● PROBLEM REQUIREMENTS:
Copy every record word for word.

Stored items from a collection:
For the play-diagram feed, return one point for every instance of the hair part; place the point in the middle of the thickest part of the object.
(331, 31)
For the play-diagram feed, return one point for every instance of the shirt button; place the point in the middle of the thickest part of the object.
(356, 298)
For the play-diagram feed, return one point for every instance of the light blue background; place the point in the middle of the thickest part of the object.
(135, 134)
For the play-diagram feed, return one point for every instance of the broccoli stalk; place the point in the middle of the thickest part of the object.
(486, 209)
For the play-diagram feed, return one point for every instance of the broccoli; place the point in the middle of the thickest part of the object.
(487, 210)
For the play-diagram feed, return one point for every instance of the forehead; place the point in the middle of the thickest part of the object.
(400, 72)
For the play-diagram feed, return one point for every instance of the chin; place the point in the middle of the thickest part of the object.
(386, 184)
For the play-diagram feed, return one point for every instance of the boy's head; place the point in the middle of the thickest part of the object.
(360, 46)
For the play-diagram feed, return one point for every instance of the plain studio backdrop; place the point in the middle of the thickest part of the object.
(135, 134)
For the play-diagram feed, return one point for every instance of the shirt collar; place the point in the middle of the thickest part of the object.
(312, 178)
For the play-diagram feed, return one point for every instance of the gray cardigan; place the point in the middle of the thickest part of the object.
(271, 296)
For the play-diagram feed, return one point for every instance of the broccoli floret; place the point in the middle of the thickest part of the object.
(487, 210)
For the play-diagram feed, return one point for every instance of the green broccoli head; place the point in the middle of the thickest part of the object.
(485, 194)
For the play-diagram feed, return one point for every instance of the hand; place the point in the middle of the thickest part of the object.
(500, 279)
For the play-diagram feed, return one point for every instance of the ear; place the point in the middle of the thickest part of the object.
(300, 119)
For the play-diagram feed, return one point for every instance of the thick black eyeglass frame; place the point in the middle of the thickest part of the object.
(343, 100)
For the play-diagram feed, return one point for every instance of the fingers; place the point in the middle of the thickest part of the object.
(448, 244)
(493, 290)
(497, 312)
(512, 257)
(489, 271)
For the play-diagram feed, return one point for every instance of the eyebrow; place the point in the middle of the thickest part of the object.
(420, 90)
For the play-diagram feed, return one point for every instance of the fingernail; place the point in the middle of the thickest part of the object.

● ANSWER TO THE PROBLEM:
For the play-diagram feed, return one point for every instance of the hair part; place the point in the middle of the thickest part of the object.
(331, 31)
For the play-diagram feed, return one point for every instance of the shirt button; place the point in the middle of the thickest part of the object.
(356, 298)
For the play-diagram feed, return one point for every instance of the light blue background; place the point in the middle of the thickest part of the object.
(135, 134)
For the play-diagram feed, return one point for every instance of the broccoli stalk; place the point in the middle of the thickest part of the object.
(486, 209)
For the play-diagram feed, return one point for every instance of the broccoli; place the point in the middle of the thickest part of the object.
(487, 210)
For the play-diagram feed, return one point for every instance of the forehead; place the point in the middle of the thickest part of the object.
(400, 72)
For the play-diagram feed, return one point for every instance of the chin; place the point in the middle of the thickest part of the object.
(386, 184)
For the play-diagram feed, return one point for every instance of the boy's head; place the point in the middle of the thickest part of the object.
(360, 46)
For the play-diagram feed, return one point for every instance of the plain studio backdrop; place the point in the middle of the thickest part of the object.
(135, 134)
For the play-diagram feed, return one point for every instance of the shirt collar; place the point in the middle of the thickest part of the object.
(312, 178)
For the play-diagram feed, return one point for every instance of the gray cardigan; place the point in the middle of the thickest part of the object.
(271, 296)
For the play-diagram feed, return one point for every instance of the broccoli floret; place the point in the middle of the thickest part of the object.
(487, 210)
For the play-diagram feed, return one point for every instance of the green broccoli head; place the point in the middle of the thickest part of the object.
(485, 194)
For the play-diagram feed, return one point for every instance of the hand; place the point in the middle of the thickest part of the object.
(500, 279)
For the play-diagram feed, return one point for every instance of the ear; place the point in the middle of the thickest part of the object.
(300, 119)
For the play-diagram feed, return one point for every instance of the thick black eyeglass frame; place the point in the middle of the thickest part of the object.
(343, 100)
For the play-diagram feed, return one point for every instance of the fingers; place the point in the middle of the thickest part of the object.
(448, 244)
(493, 290)
(497, 312)
(512, 257)
(489, 271)
For the play-diagram feed, return one point for every instance of the eyebrow; place the point in the middle of the thickest part of the object.
(420, 90)
For the play-diagram feed, return one point for every instance of the fingernail; place the point in the middle of the thickest part of the object.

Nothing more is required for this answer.